Stated goal
Copy the lines below verbatim, starting at the line containing "face --coords pixels" and ending at the line containing "Segment every instance of the man's face".

Segmentation dataset records
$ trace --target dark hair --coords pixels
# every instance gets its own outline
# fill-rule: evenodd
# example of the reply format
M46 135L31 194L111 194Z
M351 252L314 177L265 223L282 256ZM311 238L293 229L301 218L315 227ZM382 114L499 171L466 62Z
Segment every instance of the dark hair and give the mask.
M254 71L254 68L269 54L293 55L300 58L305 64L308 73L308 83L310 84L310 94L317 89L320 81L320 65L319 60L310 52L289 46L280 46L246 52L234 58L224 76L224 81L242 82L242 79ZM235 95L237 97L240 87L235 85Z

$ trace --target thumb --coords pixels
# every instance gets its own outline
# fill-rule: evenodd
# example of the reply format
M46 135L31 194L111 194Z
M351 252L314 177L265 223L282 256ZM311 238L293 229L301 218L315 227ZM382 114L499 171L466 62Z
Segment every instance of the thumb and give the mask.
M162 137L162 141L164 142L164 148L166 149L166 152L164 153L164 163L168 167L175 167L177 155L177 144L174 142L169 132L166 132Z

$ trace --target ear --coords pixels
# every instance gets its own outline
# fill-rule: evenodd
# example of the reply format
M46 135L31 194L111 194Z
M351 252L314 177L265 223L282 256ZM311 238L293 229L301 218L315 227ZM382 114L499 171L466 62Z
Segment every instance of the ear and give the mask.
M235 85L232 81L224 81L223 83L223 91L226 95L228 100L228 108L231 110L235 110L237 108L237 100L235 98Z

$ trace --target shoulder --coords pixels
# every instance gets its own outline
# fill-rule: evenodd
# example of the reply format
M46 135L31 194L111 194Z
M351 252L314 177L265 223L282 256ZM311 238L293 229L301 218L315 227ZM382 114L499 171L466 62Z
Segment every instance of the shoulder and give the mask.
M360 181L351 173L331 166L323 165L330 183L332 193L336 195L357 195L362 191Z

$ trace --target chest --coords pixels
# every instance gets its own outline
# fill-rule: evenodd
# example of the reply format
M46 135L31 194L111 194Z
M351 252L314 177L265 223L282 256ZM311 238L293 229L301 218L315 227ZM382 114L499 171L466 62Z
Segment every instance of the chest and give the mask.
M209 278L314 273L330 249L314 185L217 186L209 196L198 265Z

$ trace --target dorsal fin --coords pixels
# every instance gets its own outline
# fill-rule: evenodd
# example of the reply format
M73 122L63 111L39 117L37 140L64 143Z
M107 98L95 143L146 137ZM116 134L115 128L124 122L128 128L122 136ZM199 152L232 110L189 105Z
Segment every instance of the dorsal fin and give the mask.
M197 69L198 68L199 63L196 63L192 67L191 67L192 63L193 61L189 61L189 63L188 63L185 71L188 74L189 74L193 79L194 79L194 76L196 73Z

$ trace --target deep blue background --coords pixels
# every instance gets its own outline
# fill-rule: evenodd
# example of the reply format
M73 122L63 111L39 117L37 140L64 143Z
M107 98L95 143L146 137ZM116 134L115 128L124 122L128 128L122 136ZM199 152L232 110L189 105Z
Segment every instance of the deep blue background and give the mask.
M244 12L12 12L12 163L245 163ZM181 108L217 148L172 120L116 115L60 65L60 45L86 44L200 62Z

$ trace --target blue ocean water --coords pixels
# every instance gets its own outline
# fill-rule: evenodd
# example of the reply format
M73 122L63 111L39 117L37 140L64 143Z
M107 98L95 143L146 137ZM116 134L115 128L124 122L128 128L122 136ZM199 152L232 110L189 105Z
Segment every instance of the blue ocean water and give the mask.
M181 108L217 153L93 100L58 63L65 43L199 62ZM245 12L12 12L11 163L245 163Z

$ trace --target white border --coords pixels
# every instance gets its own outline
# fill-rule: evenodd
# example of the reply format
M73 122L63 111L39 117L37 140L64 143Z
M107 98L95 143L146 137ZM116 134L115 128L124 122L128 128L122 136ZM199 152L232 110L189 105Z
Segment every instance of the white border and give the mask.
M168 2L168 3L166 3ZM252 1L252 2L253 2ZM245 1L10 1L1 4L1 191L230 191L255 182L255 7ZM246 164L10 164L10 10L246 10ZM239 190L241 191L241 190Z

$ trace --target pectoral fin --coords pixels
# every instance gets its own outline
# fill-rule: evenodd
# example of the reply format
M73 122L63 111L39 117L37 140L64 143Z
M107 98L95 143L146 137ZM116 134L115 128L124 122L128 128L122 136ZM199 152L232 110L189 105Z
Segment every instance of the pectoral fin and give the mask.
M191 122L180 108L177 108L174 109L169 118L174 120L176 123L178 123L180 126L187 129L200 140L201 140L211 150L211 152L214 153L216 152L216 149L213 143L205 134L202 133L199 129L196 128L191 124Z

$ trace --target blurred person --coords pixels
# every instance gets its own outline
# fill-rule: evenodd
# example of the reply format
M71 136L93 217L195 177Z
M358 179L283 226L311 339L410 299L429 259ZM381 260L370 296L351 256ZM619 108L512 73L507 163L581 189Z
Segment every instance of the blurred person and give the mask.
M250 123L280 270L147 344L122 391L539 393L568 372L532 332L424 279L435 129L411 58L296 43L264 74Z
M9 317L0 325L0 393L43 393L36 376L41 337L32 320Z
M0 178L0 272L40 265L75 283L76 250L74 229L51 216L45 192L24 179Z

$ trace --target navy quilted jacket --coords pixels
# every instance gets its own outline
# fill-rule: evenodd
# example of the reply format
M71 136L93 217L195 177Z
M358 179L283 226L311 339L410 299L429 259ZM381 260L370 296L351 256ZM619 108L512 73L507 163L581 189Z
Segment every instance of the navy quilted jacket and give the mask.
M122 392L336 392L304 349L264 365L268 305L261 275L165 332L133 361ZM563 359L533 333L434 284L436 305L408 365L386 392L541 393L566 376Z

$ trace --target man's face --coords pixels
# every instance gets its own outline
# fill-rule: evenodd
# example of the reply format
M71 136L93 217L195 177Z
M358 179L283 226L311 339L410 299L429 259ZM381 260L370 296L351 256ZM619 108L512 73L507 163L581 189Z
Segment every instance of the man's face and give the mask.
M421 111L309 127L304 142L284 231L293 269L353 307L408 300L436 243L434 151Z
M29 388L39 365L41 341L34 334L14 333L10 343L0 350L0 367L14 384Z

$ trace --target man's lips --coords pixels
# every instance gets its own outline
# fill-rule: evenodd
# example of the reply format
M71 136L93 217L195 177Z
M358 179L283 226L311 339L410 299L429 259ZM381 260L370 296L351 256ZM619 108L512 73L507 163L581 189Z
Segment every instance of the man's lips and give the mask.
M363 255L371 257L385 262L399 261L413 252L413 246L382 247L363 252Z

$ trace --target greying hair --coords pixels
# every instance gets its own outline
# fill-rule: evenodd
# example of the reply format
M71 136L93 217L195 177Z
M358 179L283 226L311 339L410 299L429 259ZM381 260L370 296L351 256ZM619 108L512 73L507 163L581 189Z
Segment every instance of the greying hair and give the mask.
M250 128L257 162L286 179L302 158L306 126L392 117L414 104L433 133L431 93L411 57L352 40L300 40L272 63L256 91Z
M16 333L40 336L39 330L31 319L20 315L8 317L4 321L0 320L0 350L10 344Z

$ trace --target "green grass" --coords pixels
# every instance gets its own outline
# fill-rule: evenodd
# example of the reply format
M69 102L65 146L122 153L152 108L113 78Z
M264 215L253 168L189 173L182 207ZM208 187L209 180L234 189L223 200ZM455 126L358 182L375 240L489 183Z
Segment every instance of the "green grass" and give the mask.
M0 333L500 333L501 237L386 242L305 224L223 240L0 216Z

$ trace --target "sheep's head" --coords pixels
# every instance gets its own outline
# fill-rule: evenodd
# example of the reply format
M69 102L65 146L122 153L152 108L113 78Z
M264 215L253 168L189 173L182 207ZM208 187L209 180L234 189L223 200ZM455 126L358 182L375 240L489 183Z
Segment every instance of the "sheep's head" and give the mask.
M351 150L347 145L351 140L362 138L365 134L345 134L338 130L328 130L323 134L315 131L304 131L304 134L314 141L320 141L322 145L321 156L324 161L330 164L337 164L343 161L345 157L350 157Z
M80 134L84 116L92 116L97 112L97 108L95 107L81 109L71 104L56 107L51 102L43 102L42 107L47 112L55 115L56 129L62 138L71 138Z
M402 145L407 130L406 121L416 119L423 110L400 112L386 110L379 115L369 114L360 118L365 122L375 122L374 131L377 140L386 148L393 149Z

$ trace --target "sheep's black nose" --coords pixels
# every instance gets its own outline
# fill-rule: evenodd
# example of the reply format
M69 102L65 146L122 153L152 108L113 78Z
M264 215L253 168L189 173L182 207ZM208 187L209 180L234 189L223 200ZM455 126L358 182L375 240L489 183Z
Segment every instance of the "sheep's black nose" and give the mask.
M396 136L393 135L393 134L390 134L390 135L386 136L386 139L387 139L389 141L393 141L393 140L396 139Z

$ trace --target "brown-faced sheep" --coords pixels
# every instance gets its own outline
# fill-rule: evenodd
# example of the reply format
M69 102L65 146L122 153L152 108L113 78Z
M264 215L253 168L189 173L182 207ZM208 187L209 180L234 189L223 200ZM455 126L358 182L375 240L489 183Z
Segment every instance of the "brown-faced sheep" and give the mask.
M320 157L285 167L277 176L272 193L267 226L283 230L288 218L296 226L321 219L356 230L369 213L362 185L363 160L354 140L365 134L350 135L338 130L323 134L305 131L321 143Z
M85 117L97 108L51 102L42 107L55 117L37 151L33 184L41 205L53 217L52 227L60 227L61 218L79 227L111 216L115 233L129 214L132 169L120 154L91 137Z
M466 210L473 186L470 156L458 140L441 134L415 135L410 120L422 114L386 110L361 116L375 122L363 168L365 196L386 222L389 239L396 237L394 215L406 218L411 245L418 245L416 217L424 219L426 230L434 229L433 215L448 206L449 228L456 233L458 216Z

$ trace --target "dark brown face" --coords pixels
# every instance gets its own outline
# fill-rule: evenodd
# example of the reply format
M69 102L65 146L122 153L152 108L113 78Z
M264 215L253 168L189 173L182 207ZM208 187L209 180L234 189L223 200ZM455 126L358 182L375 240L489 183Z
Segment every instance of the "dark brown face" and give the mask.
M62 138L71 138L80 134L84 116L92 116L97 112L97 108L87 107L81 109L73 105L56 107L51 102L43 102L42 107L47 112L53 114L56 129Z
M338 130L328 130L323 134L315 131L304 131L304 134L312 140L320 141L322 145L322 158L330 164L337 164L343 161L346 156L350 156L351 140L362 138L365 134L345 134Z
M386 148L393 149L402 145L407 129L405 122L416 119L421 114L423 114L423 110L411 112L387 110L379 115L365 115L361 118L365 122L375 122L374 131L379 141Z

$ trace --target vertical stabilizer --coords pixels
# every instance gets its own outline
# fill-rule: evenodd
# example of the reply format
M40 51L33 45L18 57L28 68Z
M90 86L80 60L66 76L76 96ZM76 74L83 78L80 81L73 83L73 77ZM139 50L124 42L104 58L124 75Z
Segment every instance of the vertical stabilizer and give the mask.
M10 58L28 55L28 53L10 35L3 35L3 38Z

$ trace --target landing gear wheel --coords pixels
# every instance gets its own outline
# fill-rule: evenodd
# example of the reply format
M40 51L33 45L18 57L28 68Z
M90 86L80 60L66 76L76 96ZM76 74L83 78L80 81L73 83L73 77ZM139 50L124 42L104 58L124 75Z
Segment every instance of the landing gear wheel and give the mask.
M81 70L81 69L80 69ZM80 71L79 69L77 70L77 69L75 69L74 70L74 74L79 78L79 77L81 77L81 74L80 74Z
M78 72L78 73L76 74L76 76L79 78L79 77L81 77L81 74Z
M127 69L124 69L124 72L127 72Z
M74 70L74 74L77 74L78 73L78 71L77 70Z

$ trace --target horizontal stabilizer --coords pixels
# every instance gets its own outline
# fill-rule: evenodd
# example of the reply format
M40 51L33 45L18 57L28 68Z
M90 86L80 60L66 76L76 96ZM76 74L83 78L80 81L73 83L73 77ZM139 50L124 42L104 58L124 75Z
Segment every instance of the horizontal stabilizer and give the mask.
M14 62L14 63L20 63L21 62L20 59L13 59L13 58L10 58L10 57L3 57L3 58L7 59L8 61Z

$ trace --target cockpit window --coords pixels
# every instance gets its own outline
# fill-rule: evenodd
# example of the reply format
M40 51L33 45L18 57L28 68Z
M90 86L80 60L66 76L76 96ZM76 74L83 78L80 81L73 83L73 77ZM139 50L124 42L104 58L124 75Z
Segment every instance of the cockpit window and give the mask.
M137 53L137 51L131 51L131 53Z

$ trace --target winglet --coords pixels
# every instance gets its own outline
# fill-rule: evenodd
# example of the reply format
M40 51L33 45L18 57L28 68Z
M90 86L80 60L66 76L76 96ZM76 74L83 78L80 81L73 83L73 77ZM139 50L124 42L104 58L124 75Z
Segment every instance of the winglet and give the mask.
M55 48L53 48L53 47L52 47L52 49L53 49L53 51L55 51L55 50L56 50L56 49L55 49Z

Output for this task
$ trace --target man's face --coords pixels
# every instance gets its own outline
# fill-rule: evenodd
# example of the reply format
M71 136L93 217L195 177Z
M358 179L283 226L311 339L410 299L429 259ZM381 260L370 296L351 256ZM619 108L512 73L507 163L581 189Z
Segment every instance of the man's face and give the mask.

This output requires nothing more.